[Provided passage — start]
James: Okay. So in terms of this Pythonic question and, you know, developer productivity across platform, do you have any views on, like, and it’s been interesting to see this. There’s a lot of excitement with Modular and Mojo. So, obviously, Chris Latner has a great sort of track record with Swift. And so I think there’s a lot of excitement about what he’s doing, the notion of across platform, Python-like syntax, where that’s going. Is that going to be part? Is that something that you’ve been looking at? Is that something?
Anush: Yeah, very much so. So we work with Chris closely. In fact, I met him last week in Austin when he was there at the ROCm 7 launch event to demonstrate how they had been able to port Modular and Mojo to AMD’s platforms. The way we think of it is we want this innovation to thrive, right? Like, we want Thunder Kittens to be successful. We want Mojo to be successful. We want Triton to be successful. And we want, you know, Gluon, Triton Gluon or Helion that’s also coming from Python’s team. So going back to the original question of, like, what is ROCm and why is it important? It’s because it’s an AI stack for everyone and it’s open source. So all of these components can sit on it and we will, you know, wholeheartedly embrace each one to have the best kind of, like, win. And best win or, you know, whatever gains adoption, we want to be able to enable that if that’s what, you know, customers want to use. So our general philosophy holds enabling everyone, but Mojo in specific, yeah, we’ve had, like, a big hackathon with them a few weeks ago or, like, a couple months ago maybe. And then Chris presented at the ROCm 7 launch. And I think there were some other joint announcements that we were making with them. So we want to be everywhere, you know, that is on the forefront of Pythonic DSL evolution. And it’s a trade-off. Usually it’s a trade-off between functionality, flexibility, and performance. But the closer you can get that and the faster you can get that deployed makes it easier for, like, actual, you know, consumption.
[Provided passage — finish]
### Work instructions:
[1] Condense the paragraph of the interview about ROCm and Mojo that begins "Anush: Yeah, very much so" into a short bulleted list that keeps its main facts.
[2] Translate this sentence from the interview about ROCm and Mojo into Spanish: "In fact, I met him last week in Austin when he was there at the ROCm 7 launch event to demonstrate how they had been able to port Modular and Mojo to AMD’s platforms."
[3] Pick up the interview about ROCm and Mojo from the point where it stops and continue it.
[Dataset content — start]
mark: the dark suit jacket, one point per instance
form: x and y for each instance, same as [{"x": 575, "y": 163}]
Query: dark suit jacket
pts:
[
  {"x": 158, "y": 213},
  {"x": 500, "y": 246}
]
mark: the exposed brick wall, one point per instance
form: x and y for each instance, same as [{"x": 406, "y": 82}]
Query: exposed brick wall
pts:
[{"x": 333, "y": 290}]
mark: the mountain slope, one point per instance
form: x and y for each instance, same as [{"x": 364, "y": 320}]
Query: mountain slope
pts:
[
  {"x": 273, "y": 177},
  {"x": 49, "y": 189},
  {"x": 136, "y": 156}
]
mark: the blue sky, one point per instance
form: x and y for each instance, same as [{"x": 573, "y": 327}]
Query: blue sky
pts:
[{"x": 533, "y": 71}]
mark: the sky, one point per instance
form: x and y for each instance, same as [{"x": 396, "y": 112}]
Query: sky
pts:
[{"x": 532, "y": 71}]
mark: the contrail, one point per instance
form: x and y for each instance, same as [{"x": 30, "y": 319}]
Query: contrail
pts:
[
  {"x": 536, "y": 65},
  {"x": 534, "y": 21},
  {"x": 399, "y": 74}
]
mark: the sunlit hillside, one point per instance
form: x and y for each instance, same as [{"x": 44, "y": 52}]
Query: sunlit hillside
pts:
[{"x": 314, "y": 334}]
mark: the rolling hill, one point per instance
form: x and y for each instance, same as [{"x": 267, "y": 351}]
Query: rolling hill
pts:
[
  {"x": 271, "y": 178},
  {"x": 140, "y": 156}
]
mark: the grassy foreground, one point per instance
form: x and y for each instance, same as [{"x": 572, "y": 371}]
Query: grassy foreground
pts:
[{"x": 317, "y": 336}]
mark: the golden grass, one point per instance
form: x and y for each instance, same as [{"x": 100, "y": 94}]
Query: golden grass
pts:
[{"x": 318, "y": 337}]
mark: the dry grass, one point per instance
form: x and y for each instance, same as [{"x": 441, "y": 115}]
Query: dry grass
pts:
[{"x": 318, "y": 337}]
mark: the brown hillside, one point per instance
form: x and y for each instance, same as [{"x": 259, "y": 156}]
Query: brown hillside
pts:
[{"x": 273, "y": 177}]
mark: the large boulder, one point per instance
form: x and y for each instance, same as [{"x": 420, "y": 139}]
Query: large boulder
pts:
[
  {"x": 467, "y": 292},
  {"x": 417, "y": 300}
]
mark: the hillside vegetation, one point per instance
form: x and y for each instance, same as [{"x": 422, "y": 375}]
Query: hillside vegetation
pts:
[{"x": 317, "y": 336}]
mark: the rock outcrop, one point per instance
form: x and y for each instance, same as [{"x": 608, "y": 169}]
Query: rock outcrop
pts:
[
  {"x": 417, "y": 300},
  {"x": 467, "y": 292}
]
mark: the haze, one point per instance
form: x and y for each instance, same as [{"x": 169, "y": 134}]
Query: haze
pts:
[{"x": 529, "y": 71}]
[Dataset content — finish]
### Answers for each item:
[1]
- Anush's side works closely with Chris and met him last week in Austin at the ROCm 7 launch event. There Chris demonstrated how Modular and Mojo had been ported to AMD's platforms.
- The goal is for many projects to succeed: Thunder Kittens, Mojo, Triton, and Triton Gluon or Helion.
- ROCm matters because it is an open-source AI stack for everyone. All of these components can sit on it, and whichever one gains adoption with customers will be enabled.
- On Mojo specifically, there was a big joint hackathon a few weeks or a couple of months ago. Chris also presented at the ROCm 7 launch, and other joint announcements were made.
- The aim is to be present wherever Pythonic DSLs are evolving. There is usually a trade-off between functionality, flexibility and performance, and closing that gap and deploying faster makes actual consumption easier.

[2] De hecho, me reuní con él la semana pasada en Austin, cuando estuvo allí en el evento de lanzamiento de ROCm 7 para demostrar cómo habían logrado portar Modular y Mojo a las plataformas de AMD.

[3]
James: Okay. What about other sort of traditional programming languages? You know, pretty clearly Python has been, I guess, the language of AI. But if we think about certainly the, well, the language that people are building applications that touch models, that’s, like, TypeScript everywhere. One assumes that, like, it’s, you know, I remember when Big Data, everyone was like, oh, yeah, Big Data is going to be Java. And then Java comes along. Is it all going to be Python? Or are there some opportunities in terms of, are you seeing any interesting innovation in and around GPUs and the more traditional programming languages, rather than some of the things that’s just been built, as you said, specifically around tiles or, yeah, basically explicitly built and designed purely with AI in mind? I mean, does general purpose begin to play a role here? And does that, where does that touch GPUs?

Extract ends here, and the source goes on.